[Entries from a dataset]
- - -
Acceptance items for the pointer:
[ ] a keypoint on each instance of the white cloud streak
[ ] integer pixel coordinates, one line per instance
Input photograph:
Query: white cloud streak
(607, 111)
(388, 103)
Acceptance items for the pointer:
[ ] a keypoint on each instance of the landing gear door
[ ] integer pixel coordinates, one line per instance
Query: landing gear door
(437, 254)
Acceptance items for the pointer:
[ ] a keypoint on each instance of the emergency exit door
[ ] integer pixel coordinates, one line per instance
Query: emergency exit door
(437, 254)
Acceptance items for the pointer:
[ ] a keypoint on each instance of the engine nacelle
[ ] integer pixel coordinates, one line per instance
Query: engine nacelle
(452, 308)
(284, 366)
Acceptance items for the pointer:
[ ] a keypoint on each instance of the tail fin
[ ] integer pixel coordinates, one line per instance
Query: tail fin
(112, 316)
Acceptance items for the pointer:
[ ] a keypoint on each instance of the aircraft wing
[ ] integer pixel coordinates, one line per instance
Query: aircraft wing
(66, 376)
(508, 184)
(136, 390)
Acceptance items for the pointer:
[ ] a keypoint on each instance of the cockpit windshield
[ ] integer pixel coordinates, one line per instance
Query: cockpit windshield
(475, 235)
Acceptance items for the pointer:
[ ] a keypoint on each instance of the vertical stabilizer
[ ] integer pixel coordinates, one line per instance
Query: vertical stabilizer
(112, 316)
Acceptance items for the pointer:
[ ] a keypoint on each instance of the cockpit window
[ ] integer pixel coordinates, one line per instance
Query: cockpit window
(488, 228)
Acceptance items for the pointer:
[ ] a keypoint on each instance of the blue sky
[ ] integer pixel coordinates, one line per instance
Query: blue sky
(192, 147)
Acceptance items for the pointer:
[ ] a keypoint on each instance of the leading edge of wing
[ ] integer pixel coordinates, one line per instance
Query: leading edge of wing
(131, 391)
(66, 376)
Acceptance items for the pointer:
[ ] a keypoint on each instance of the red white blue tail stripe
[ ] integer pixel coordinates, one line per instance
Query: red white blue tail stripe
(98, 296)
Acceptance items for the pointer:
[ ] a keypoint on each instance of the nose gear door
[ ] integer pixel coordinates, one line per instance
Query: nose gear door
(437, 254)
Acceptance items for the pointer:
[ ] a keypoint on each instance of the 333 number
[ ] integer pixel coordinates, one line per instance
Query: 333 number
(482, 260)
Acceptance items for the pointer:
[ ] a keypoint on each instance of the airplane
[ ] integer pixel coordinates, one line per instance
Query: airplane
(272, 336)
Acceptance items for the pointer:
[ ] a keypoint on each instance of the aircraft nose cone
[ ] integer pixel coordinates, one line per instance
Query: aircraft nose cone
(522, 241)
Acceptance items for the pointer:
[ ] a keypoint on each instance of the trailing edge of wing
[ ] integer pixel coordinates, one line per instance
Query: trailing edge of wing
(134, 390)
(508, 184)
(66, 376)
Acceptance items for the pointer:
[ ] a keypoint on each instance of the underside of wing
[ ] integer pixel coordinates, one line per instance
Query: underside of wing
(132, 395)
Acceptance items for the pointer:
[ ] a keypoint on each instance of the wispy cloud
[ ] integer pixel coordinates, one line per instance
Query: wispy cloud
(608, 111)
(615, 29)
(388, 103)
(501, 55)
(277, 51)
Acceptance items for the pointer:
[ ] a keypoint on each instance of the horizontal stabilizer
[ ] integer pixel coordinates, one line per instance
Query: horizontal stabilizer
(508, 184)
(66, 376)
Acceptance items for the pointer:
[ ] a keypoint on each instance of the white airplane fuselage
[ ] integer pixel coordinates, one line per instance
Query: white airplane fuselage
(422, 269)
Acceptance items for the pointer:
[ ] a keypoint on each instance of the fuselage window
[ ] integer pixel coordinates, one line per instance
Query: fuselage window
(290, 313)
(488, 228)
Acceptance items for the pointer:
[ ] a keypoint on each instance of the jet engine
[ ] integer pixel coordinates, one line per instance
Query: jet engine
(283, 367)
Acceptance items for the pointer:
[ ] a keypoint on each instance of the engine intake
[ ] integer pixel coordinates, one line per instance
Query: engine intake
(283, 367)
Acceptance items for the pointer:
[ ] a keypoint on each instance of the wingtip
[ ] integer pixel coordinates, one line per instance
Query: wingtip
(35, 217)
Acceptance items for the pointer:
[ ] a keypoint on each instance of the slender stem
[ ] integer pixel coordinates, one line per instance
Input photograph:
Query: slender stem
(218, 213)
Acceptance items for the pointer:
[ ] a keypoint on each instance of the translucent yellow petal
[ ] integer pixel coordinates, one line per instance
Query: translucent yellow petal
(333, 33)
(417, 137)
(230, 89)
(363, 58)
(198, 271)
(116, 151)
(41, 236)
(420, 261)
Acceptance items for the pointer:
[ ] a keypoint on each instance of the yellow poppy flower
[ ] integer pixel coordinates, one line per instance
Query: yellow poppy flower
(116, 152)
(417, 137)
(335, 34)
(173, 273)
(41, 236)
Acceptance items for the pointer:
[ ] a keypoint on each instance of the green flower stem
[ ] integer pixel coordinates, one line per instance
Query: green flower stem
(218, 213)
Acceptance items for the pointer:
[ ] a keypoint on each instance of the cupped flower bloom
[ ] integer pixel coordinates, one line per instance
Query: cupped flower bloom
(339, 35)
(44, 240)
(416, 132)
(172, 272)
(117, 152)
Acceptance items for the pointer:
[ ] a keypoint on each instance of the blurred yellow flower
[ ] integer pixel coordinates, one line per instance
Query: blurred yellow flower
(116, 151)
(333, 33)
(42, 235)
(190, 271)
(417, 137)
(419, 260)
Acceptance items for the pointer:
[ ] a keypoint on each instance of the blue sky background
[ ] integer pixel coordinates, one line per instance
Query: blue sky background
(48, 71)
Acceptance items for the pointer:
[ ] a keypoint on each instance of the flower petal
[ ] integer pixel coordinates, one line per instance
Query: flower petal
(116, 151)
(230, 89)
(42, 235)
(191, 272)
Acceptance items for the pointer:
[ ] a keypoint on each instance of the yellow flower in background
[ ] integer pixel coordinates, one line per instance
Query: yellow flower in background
- - -
Output every record above exactly as it appears.

§ **PROBLEM SOLUTION**:
Acceptance items for the pointer:
[ ] a keypoint on each instance of the white cloud streak
[ ] integer pixel coordinates, one line per instance
Input photograph:
Query: white cloud streak
(607, 111)
(388, 103)
Acceptance items for the pointer:
[ ] a keypoint on each instance of the landing gear door
[ ] integer pixel coordinates, one line per instance
Query: landing gear door
(437, 254)
Acceptance items for the pointer:
[ ] a keypoint on each instance of the emergency exit door
[ ] integer pixel coordinates, one line per instance
Query: emergency exit door
(437, 254)
Acceptance items for the pointer:
[ ] a keypoint on each instance of the engine nacelle
[ ] integer pixel coordinates, one line per instance
Query: engine nacelle
(452, 308)
(284, 366)
Acceptance items for the pointer:
[ ] a keypoint on each instance of the tail fin
[ ] integer pixel coordinates, one line per instance
Query: tail fin
(112, 316)
Acceptance items for the pointer:
[ ] a keypoint on each instance of the aircraft wing
[ ] integer pixel coordinates, one line per instance
Query: aircraft wing
(66, 376)
(508, 184)
(136, 390)
Acceptance items for the pointer:
[ ] a keypoint on each instance of the cockpit windshield
[ ] integer pixel coordinates, one line per instance
Query: cockpit windshield
(475, 235)
Acceptance items for the pointer:
[ ] a keypoint on each instance of the vertical stabilizer
[ ] integer pixel coordinates, one line per instance
Query: vertical stabilizer
(112, 316)
Acceptance items for the pointer:
[ ] a keypoint on each instance of the cockpit window
[ ] integer pixel coordinates, one line per instance
Query: cockpit window
(488, 228)
Acceptance items for the pointer:
[ ] a keypoint on each instance of the blue sky
[ ] integer pixel coordinates, one line per instance
Query: blue sky
(192, 147)
Acceptance items for the pointer:
[ ] a keypoint on each instance of the leading edge of wing
[ ] integer pixel coordinates, one line per instance
Query: leading edge of wing
(131, 391)
(66, 376)
Acceptance items for the pointer:
[ ] a keypoint on each instance of the red white blue tail stripe
[ ] integer pixel coordinates, one line per instance
Query: red white blue tail stripe
(98, 296)
Acceptance items for the pointer:
[ ] a keypoint on each instance of the nose gear door
[ ] integer pixel coordinates, one line per instance
Query: nose gear door
(437, 254)
Acceptance items for the pointer:
[ ] a keypoint on each instance of the 333 number
[ ] integer pixel coordinates, one line per instance
Query: 333 number
(482, 260)
Acceptance items for the pointer:
[ ] a keypoint on each instance of the airplane
[ ] integer pixel coordinates, one line per instance
Query: airplane
(272, 336)
Acceptance items for the pointer:
[ ] a keypoint on each instance of the aircraft nose cone
[ ] integer pixel coordinates, one line per instance
Query: aircraft nose cone
(522, 241)
Acceptance items for the pointer:
[ ] a keypoint on each instance of the trailing edge of wing
[ ] integer pixel coordinates, one line per instance
Query: trailing edge of wing
(134, 390)
(508, 184)
(66, 376)
Acceptance items for the pointer:
[ ] a keypoint on each instance of the underside of wing
[ ] integer pixel coordinates, one line per instance
Query: underside of wing
(132, 395)
Acceptance items for the pointer:
[ ] a keypoint on each instance of the wispy cloud
[ ] integer pixel coordinates, one line per instance
Query: wispy cloud
(608, 111)
(615, 29)
(388, 103)
(501, 55)
(277, 51)
Acceptance items for the pointer:
[ ] a keypoint on each instance of the horizontal stabilizer
[ ] integer pixel coordinates, one line per instance
Query: horizontal stabilizer
(508, 184)
(66, 376)
Acceptance items for the pointer:
[ ] a keypoint on each instance of the white airplane fuselage
[ ] integer pixel coordinates, one line per instance
Query: white airplane fuselage
(422, 269)
Acceptance items for the pointer:
[ ] a keypoint on each instance of the fuselage window
[ ] integer pixel coordinates, one line per instance
Query: fuselage window
(290, 313)
(488, 228)
Acceptance items for the pointer:
[ ] a keypoint on each instance of the jet engine
[ ] integer pixel coordinates, one line per instance
Query: jet engine
(283, 367)
Acceptance items for the pointer:
[ ] a keypoint on each instance of the engine intake
[ ] integer pixel coordinates, one line per instance
Query: engine intake
(283, 367)
Acceptance items for the pointer:
[ ] a keypoint on each instance of the wingtip
[ ] integer pixel coordinates, one line per instance
Query: wingtip
(35, 217)
Acceptance items for the pointer:
[ ] a keypoint on each instance of the slender stem
[ ] integer pixel coordinates, one line per instance
Input photograph:
Query: slender stem
(218, 213)
Acceptance items for the pointer:
[ ] a keypoint on each instance of the translucent yellow petal
[ ] integer pixel coordinates, one line per instance
Query: translucent yellow petal
(333, 33)
(417, 137)
(230, 89)
(363, 58)
(198, 271)
(116, 151)
(41, 236)
(420, 261)
Acceptance items for the pointer:
[ ] a keypoint on each instance of the yellow poppy flower
[ ] integer pixel coordinates, one line per instance
Query: yellow poppy flower
(116, 152)
(417, 137)
(335, 34)
(173, 273)
(41, 236)
Acceptance items for the pointer:
[ ] a keypoint on each instance of the green flower stem
[ ] integer pixel coordinates, one line per instance
Query: green flower stem
(218, 213)
Acceptance items for the pointer:
[ ] a keypoint on each instance of the cupped flower bloom
[ ] integer pixel coordinates, one line per instance
Query: cupped flower bloom
(339, 35)
(44, 240)
(416, 132)
(172, 272)
(117, 152)
Acceptance items for the pointer:
[ ] a keypoint on each instance of the blurred yellow flower
[ ] integer pixel coordinates, one line per instance
Query: blurred yellow flower
(116, 151)
(333, 33)
(42, 235)
(190, 271)
(417, 137)
(419, 260)
Acceptance items for the pointer:
[ ] a keypoint on each instance of the blue sky background
[ ] integer pixel coordinates, one line per instance
Query: blue sky background
(48, 71)
Acceptance items for the pointer:
[ ] a keypoint on each instance of the flower petal
[ ] integer pixel coordinates, one line per instance
Query: flower petal
(116, 151)
(230, 89)
(42, 235)
(191, 272)
Acceptance items for the pointer:
[ ] a keypoint on each instance of the yellow flower in background
[ ] integer pixel coordinates, one line per instance
Query: yellow flower in background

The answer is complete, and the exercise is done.